Page extract:
U.S Department of Health and Human Services in Washington, D.C. Photo: Michael A. Scarcella/ALM

A charity that provides financial and other assistance to patients with chronic and life-threatening diseases sued the U.S. Department of Health and Human Services this week, claiming the department is violating its First Amendment rights.

In its lawsuit filed in the Eastern District of Virginia, Patient Services Inc. claimed a March 2017 HHS advisory opinion blocks the nonprofit from communicating with donors and potential donors about its patient programs, a move that altered guidance it’s followed for years and severely limits its ability to operate. PSI general counsel Neil Millhiser said the change has contributed to a $17 million drop in the organization’s budget.

“In the end, this is really hurting the patients,” Millhiser said.

An HHS spokeswoman said the agency does not comment on pending litigation. PSI is represented by a team from Sidley Austin that includes Carter Phillips, William Sarraille, Robert Keeling, Jack Pirozzolo and Paul Zidlicky.

The lawsuit comes as the Justice Department has been investigating improper payments by pharmaceutical companies to charities like PSI. The Justice Department secured a guilty plea and millions of dollars from Aegerion Pharmaceuticals in September to resolve criminal charges, including that the company used PSI to illegally pay for patients’ co-pays. PSI faced no allegations of wrongdoing in the investigation.

To help businesses and nonprofits ensure they are not running afoul of fraud provisions including the Anti-Kickback Statute, the Office of the Inspector General at HHS issues advisory opinions. According to its lawsuit, PSI has operated for more than 15 years under an advisory opinion under which the organization promised to provide help to patients without regard to their choice of medication or healthcare provider.

Collected data:
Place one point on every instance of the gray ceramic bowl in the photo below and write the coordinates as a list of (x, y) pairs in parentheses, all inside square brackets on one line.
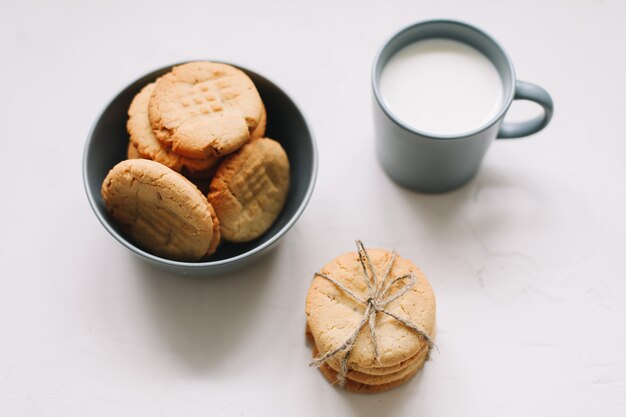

Action item A:
In the article about the charity's lawsuit against HHS, in which court did Patient Services Inc. file its suit?
Action item B:
Copy the stretch of the article on the charity's lawsuit from "A charity that" through "First Amendment rights.", word for word.

Task output A:
The Eastern District of Virginia.

Task output B:
A charity that provides financial and other assistance to patients with chronic and life-threatening diseases sued the U.S. Department of Health and Human Services this week, claiming the department is violating its First Amendment rights.